*DATA*
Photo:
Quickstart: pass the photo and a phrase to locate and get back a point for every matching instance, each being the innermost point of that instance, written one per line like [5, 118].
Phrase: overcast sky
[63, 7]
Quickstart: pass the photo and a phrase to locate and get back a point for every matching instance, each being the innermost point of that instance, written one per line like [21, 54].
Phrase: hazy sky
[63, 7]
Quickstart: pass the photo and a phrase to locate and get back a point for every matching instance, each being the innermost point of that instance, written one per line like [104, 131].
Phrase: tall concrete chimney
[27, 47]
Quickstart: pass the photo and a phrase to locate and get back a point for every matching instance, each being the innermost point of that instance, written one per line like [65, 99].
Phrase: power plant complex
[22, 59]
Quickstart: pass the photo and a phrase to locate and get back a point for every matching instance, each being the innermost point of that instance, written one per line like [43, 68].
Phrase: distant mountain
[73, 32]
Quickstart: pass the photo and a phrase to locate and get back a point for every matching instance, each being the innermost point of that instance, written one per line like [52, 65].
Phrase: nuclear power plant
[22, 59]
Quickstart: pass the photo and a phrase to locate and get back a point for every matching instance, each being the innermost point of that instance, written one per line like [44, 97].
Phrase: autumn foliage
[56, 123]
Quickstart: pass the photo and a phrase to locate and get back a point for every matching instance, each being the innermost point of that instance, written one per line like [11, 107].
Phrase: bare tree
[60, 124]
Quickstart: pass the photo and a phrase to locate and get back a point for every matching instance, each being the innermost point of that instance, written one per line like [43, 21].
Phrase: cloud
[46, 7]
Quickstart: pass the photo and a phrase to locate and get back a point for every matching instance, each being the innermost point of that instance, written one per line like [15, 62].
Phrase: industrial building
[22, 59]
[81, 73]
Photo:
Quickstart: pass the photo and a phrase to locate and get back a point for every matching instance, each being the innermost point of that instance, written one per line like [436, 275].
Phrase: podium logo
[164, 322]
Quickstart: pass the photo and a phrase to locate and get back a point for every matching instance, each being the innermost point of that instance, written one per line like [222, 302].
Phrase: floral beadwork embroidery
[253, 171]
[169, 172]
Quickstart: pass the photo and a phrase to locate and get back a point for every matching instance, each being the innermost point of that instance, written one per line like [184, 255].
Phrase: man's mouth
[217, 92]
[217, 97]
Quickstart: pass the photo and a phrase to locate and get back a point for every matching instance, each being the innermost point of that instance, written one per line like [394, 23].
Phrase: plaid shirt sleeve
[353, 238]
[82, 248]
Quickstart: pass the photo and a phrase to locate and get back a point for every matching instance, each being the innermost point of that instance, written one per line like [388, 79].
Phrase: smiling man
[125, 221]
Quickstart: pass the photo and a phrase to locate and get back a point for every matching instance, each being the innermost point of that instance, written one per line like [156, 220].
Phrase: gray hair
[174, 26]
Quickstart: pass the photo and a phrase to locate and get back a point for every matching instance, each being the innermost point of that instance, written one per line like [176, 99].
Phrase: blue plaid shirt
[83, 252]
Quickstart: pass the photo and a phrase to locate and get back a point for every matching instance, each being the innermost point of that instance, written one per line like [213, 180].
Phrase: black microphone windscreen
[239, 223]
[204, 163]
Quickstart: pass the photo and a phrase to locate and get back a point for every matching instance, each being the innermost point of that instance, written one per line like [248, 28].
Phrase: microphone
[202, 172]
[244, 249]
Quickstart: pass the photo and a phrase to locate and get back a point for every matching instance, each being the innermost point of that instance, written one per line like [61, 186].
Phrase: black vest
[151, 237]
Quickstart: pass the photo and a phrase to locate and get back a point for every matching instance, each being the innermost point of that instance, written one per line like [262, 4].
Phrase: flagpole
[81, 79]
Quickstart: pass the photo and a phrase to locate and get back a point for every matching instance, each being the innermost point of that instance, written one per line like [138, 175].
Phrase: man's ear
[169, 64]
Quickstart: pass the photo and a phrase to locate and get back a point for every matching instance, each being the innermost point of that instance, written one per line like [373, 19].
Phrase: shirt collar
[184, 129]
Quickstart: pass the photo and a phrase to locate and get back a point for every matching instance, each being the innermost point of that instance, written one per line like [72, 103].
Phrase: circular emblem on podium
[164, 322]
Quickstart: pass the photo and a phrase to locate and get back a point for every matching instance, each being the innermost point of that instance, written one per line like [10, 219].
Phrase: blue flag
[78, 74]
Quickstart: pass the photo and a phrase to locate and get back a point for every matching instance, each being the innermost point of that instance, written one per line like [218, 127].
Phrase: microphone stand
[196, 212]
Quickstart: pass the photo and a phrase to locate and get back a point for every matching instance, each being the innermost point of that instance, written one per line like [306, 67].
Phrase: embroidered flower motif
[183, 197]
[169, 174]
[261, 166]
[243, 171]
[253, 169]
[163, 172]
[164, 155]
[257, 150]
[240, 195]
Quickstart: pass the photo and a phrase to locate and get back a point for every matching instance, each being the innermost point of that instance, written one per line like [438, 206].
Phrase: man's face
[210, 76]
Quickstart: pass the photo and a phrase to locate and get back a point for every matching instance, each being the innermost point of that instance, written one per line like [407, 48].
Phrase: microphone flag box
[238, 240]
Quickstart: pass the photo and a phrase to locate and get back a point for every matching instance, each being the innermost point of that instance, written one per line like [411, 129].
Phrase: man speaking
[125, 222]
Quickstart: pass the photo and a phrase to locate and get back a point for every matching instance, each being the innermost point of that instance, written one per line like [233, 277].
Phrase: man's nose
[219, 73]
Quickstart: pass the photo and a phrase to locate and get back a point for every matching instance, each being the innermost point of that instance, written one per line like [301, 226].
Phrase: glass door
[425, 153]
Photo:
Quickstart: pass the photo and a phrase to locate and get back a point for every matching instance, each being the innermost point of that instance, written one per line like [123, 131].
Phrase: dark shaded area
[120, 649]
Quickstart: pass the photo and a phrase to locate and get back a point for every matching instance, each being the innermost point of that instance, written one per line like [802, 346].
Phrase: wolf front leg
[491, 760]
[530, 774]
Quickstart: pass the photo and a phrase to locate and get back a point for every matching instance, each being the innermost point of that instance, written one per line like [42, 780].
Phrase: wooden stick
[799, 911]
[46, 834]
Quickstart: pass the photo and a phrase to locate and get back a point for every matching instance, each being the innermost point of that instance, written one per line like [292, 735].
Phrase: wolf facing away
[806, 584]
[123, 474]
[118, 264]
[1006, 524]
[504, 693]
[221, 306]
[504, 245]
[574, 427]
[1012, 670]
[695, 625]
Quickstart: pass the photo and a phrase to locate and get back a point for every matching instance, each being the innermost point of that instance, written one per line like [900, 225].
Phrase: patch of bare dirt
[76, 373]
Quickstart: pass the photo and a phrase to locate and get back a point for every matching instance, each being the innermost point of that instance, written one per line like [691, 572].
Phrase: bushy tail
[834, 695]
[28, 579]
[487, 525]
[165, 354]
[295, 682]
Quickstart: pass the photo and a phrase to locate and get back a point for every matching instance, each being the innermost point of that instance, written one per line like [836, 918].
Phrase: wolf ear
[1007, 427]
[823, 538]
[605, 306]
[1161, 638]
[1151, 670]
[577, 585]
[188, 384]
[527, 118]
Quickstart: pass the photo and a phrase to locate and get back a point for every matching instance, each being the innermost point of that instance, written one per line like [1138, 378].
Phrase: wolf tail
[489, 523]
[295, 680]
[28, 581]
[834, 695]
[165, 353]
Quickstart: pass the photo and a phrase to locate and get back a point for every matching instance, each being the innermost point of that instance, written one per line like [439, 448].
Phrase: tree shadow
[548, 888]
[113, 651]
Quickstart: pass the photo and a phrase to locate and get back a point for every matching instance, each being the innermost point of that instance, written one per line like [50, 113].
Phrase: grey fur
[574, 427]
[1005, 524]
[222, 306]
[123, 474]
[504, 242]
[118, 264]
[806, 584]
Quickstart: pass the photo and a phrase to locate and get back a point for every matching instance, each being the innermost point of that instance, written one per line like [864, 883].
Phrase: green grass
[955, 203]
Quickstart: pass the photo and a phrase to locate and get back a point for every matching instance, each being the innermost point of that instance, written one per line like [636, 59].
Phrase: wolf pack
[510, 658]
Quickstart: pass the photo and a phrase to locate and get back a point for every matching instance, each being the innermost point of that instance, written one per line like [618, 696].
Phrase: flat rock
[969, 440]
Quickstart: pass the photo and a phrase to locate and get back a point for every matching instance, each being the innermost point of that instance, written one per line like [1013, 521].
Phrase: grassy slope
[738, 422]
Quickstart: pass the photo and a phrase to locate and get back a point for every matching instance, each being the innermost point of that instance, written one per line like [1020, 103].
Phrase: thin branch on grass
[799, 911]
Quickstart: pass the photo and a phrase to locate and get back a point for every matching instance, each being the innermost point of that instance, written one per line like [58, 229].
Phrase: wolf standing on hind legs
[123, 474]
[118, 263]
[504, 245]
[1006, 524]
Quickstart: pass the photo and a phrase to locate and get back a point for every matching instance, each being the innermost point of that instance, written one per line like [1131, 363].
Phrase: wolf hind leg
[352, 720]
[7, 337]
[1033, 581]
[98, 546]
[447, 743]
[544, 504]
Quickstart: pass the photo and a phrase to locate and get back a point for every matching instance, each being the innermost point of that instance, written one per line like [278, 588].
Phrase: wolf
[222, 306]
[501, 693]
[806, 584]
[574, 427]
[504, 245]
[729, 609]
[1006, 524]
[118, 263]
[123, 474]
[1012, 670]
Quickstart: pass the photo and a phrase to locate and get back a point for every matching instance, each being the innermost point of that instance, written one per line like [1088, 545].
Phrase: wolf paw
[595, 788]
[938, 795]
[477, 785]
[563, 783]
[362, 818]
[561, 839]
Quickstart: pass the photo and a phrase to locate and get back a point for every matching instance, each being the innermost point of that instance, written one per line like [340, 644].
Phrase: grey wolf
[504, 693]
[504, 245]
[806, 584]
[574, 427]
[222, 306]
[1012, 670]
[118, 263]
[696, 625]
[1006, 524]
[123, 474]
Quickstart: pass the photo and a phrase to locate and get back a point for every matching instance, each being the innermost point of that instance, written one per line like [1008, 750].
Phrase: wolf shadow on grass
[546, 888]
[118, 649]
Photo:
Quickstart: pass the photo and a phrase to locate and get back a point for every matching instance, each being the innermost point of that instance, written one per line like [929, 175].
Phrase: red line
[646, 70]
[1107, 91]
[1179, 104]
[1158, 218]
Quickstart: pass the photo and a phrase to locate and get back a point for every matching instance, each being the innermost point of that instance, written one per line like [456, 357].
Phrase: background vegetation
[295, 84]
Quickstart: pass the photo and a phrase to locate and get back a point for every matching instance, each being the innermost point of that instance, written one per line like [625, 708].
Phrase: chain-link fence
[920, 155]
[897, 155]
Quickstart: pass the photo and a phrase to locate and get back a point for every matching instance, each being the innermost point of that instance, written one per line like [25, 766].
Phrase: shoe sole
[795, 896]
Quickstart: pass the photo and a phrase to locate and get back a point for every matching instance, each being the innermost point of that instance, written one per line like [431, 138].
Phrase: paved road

*AIM OF THE TASK*
Copy range, inclusive: the line holding "Phrase: smiling man" to the line holding "like [248, 28].". Reproduce exactly those lines of the records above and no others.

*ANSWER TO THIS PROBLEM*
Phrase: smiling man
[125, 221]
Quickstart: pass the photo and a phrase to locate and get back a point for every matching instance, each being the innermost point of that instance, written one per line like [156, 220].
Phrase: gray hair
[174, 26]
Quickstart: pass the photo and a phrase to locate and get back a point for every matching instance, each being the innermost point of that instance, written one per line like [176, 99].
Phrase: blue plaid shirt
[83, 252]
Quickstart: pass the photo and a phrase to locate and get back a point for every matching instance, each being the innermost point of that instance, written one per line like [213, 180].
Phrase: black microphone windscreen
[239, 223]
[204, 163]
Quickstart: pass the photo and a phrase to locate and get back a point for every matching instance, each being the innermost point of that instance, written one per line like [248, 28].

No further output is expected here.